*Exercise goal*
Copy out the full passage below on SufR and Fe-S cluster regulation in Streptomyces, word for word.

*Extract provided*
IMPORTANCE Fe–S clusters function as cofactors of proteins controlling diverse biological processes, such as respiration, photosynthesis, nitrogen fixation, DNA replication, and gene regulation. The mechanism of how Actinobacteria regulate the expression of the sole Fe-S cluster assembly system in response to the various Fe–S cluster demands remains to be elucidated. In this study, we showed that SufR functions as a transcriptional repressor of the sole Fe-S cluster assembly system in the avermectin producer S. avermitilis. [4Fe-4S]-SufR binds to the promoter region of the suf operon and represses its expression. When Fe-S cluster levels are insufficient, SufR loses its [4Fe-4S] cluster and DNA-binding activity. Apo-SufR dissociates from the promoter region of suf operon, and the expression of the suf system is strongly increased by derepression to promote the synthesis of Fe-S clusters. The study clarifies how Streptomyces maintains its Fe-S cluster homeostasis through the activity of SufR to modulate the various Fe-S cluster demands.

INTRODUCTION

Fe-S clusters are among the most ubiquitous and versatile cofactors of proteins in nearly all organisms. Because of their remarkable structural plasticity and intrinsic chemical/electronic properties, Fe-S clusters participate in diverse biological processes such as respiration, photosynthesis, nitrogen fixation, DNA repair, and gene regulation (1 –3). The most common types of Fe-S clusters, [4Fe-4S] and [2Fe-2S], are attached to proteins primarily via cysteine ligands (4).

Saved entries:
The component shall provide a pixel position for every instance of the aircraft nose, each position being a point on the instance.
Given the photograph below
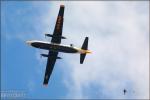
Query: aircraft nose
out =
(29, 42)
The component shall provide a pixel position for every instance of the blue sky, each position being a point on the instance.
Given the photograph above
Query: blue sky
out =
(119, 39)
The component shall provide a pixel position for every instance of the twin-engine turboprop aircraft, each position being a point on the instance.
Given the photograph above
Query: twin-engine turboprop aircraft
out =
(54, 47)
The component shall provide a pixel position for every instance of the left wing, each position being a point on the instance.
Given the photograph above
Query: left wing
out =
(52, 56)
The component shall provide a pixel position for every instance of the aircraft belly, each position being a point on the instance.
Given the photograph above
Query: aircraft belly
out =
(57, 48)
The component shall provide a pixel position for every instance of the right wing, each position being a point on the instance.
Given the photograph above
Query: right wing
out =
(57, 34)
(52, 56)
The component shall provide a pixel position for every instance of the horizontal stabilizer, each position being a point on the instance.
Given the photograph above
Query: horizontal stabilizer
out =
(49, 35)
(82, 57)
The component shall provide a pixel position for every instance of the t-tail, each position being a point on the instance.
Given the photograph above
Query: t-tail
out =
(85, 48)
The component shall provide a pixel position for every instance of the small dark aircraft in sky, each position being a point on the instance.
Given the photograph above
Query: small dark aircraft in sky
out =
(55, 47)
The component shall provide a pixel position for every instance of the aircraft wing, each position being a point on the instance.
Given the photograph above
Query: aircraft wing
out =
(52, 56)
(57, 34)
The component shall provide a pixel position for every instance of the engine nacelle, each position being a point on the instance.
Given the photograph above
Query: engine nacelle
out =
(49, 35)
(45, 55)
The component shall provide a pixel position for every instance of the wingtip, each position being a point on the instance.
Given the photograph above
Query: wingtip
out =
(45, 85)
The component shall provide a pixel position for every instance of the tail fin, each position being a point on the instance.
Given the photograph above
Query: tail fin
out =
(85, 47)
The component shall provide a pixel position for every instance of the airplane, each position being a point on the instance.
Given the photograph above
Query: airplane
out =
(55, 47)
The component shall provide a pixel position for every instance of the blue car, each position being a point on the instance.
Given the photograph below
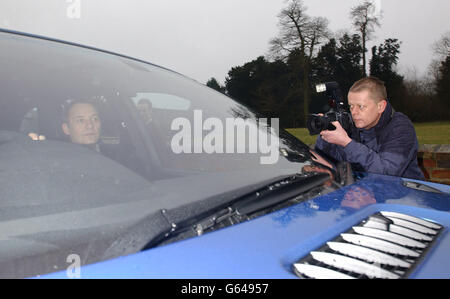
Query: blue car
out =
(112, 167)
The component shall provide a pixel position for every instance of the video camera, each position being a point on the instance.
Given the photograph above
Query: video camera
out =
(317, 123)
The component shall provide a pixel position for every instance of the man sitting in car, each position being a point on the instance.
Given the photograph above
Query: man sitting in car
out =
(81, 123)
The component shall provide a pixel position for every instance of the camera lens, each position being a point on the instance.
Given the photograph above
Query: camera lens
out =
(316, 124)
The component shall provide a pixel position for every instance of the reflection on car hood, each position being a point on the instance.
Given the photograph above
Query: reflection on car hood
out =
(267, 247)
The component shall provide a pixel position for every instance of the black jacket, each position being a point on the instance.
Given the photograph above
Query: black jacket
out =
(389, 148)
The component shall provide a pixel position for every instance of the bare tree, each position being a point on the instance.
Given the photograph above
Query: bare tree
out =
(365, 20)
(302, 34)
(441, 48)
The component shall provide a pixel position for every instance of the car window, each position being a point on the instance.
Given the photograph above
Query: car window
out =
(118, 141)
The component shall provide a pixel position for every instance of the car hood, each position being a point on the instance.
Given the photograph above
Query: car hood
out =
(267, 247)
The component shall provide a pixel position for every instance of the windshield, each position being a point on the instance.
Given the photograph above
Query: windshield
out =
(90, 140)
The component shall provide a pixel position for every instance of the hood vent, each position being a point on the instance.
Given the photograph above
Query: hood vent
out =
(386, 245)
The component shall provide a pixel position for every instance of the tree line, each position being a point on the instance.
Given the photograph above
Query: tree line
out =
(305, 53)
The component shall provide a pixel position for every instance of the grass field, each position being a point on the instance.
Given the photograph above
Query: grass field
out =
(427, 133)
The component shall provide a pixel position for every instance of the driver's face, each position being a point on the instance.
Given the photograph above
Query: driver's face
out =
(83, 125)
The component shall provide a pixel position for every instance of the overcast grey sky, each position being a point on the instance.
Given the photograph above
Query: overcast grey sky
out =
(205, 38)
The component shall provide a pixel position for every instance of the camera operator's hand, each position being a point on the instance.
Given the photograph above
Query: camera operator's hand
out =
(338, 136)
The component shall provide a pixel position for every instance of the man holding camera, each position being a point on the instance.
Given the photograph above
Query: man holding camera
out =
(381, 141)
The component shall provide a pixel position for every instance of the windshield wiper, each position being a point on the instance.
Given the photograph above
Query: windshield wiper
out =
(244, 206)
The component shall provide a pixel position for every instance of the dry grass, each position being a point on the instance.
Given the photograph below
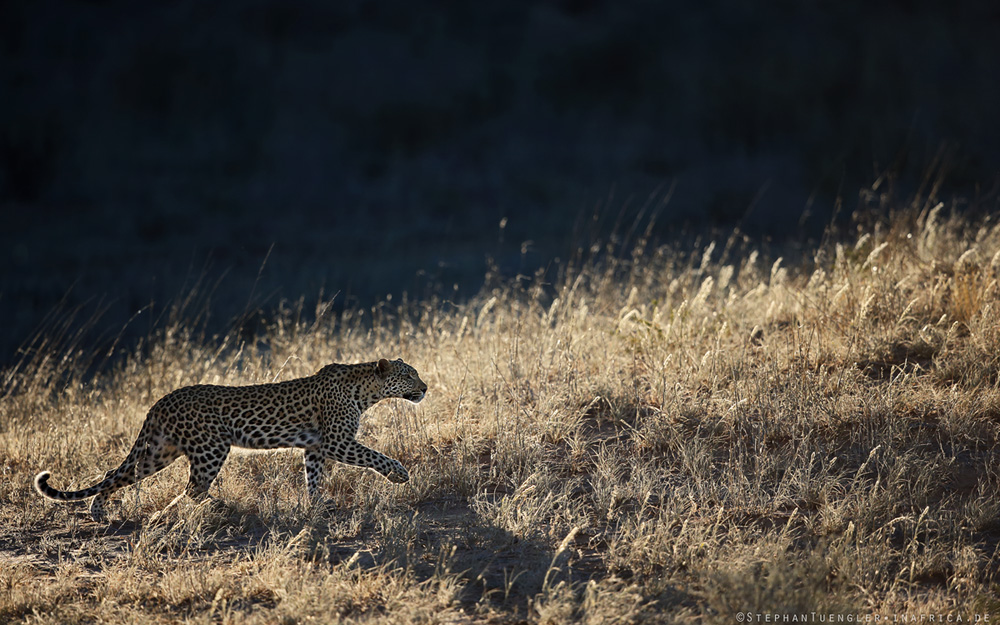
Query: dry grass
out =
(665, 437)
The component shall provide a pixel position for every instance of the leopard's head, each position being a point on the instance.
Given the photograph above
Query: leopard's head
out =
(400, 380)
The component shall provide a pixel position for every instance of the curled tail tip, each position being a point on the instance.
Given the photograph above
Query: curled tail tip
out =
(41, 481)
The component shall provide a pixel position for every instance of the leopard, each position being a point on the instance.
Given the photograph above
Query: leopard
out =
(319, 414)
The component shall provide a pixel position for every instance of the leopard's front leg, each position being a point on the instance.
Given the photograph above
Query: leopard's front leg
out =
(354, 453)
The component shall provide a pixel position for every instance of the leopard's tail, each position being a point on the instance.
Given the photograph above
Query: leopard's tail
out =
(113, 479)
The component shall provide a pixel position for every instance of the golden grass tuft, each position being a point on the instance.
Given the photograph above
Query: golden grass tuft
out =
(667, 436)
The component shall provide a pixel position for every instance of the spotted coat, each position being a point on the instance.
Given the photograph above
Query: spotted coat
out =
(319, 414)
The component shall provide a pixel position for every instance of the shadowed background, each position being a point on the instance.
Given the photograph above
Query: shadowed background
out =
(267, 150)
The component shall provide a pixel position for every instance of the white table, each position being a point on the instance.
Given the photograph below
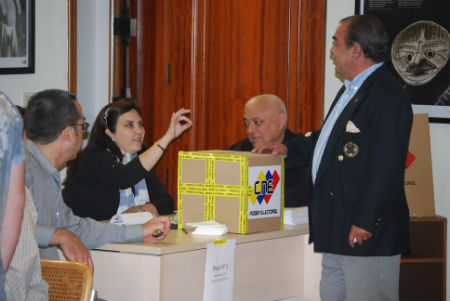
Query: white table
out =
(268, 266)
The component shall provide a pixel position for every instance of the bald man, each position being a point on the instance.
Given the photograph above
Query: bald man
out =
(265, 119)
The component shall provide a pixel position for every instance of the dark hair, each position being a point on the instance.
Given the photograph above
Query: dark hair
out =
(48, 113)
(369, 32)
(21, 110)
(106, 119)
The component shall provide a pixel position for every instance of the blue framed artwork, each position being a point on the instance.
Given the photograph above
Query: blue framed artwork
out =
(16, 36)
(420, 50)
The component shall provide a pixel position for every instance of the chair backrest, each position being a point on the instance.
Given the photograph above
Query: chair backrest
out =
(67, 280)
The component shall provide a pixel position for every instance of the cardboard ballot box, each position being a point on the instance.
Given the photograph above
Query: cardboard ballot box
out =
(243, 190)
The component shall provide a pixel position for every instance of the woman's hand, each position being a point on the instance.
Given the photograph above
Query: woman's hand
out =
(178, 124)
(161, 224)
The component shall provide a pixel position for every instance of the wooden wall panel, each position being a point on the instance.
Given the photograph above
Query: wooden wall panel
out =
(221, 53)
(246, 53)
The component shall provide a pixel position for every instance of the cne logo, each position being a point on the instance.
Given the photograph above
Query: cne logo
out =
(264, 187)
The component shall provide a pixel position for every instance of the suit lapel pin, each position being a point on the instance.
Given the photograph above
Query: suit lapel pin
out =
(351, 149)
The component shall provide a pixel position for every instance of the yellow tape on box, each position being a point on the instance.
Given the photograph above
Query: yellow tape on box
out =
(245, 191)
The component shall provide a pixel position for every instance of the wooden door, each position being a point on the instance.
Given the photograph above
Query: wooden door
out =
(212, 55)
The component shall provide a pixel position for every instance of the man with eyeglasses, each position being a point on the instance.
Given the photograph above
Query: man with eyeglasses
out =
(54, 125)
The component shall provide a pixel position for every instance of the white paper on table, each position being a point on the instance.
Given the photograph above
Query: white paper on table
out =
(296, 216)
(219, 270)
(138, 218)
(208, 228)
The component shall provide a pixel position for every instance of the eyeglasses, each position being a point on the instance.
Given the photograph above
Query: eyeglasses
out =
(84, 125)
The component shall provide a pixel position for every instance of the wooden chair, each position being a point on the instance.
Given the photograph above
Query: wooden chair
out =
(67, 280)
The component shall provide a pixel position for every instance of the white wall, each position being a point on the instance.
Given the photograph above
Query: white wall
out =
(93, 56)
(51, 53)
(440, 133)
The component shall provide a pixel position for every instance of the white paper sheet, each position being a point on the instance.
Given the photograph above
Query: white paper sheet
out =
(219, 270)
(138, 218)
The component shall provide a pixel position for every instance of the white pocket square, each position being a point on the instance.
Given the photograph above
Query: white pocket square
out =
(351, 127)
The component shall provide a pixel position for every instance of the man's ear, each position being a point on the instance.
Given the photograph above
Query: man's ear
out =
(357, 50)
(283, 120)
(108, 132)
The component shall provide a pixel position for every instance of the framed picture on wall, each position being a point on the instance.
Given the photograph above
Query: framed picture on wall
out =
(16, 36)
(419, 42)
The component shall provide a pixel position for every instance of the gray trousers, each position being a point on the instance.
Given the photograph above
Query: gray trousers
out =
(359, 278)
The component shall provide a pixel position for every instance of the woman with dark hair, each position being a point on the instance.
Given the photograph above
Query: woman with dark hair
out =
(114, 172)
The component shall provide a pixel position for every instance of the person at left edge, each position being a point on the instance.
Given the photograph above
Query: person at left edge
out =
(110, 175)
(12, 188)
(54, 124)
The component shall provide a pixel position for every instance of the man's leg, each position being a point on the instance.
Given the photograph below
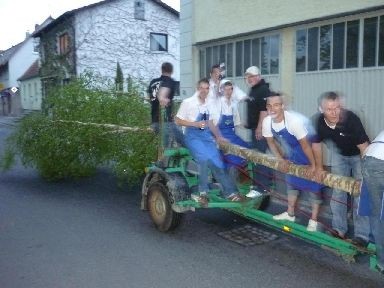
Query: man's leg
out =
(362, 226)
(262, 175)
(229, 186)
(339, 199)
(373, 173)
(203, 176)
...
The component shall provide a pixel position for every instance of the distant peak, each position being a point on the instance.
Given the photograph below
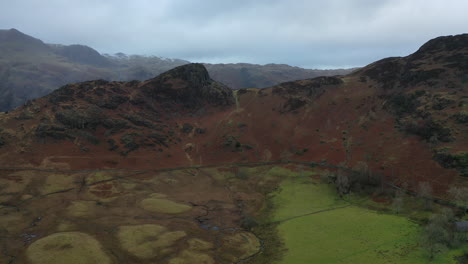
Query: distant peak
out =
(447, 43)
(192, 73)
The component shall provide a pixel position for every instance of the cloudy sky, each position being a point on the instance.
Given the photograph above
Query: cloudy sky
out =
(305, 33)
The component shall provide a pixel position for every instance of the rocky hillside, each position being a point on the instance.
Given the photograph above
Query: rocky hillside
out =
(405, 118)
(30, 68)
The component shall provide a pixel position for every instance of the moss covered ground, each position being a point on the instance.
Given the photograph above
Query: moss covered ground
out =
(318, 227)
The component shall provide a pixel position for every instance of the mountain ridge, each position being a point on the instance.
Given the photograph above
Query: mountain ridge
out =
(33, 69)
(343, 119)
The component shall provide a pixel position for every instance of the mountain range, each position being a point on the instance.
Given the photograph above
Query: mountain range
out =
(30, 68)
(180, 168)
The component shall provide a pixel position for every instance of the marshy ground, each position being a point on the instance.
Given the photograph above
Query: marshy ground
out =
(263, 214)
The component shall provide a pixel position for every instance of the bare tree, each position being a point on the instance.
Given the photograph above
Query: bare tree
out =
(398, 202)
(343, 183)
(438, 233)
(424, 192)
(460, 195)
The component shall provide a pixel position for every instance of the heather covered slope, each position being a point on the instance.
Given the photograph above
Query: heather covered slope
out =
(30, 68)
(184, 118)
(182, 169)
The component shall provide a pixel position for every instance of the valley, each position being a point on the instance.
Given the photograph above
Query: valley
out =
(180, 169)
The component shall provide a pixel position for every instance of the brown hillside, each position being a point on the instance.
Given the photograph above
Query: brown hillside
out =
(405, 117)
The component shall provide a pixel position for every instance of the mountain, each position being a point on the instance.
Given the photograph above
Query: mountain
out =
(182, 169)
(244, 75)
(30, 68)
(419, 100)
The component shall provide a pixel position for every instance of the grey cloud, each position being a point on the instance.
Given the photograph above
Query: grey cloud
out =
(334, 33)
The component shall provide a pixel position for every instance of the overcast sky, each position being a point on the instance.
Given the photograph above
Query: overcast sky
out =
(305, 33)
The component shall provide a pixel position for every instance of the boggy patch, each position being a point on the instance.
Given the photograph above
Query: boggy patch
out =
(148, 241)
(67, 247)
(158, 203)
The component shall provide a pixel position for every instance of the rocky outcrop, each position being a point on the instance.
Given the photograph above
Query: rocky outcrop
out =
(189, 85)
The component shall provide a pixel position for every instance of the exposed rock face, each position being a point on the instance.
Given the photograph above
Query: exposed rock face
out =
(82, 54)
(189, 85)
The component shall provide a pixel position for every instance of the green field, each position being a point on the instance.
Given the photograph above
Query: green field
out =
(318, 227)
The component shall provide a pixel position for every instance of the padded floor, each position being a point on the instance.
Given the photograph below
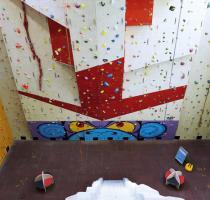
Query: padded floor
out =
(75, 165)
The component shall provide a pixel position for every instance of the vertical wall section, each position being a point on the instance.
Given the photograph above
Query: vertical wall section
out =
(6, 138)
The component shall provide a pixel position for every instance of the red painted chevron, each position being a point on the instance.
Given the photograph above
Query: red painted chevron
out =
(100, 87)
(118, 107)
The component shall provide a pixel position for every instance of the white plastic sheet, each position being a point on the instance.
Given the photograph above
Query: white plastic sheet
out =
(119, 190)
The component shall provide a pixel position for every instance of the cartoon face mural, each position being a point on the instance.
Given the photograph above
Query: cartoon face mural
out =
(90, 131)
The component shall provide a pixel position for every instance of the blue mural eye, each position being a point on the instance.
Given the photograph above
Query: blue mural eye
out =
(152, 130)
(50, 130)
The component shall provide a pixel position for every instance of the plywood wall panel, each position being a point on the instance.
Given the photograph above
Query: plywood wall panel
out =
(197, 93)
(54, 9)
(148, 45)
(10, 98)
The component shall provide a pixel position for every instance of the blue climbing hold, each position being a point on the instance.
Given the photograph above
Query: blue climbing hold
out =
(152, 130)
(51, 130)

*Your solution*
IMPORTANCE Fe–S clusters function as cofactors of proteins controlling diverse biological processes, such as respiration, photosynthesis, nitrogen fixation, DNA replication, and gene regulation. The mechanism of how Actinobacteria regulate the expression of the sole Fe-S cluster assembly system in response to the various Fe–S cluster demands remains to be elucidated. In this study, we showed that SufR functions as a transcriptional repressor of the sole Fe-S cluster assembly system in the avermectin producer S. avermitilis. [4Fe-4S]-SufR binds to the promoter region of the suf operon and represses its expression. When Fe-S cluster levels are insufficient, SufR loses its [4Fe-4S] cluster and DNA-binding activity. Apo-SufR dissociates from the promoter region of suf operon, and the expression of the suf system is strongly increased by derepression to promote the synthesis of Fe-S clusters. The study clarifies how Streptomyces maintains its Fe-S cluster homeostasis through the activity of SufR to modulate the various Fe-S cluster demands.

INTRODUCTION

Fe-S clusters are among the most ubiquitous and versatile cofactors of proteins in nearly all organisms. Because of their remarkable structural plasticity and intrinsic chemical/electronic properties, Fe-S clusters participate in diverse biological processes such as respiration, photosynthesis, nitrogen fixation, DNA repair, and gene regulation (1 –3). The most common types of Fe-S clusters, [4Fe-4S] and [2Fe-2S], are attached to proteins primarily via cysteine ligands (4).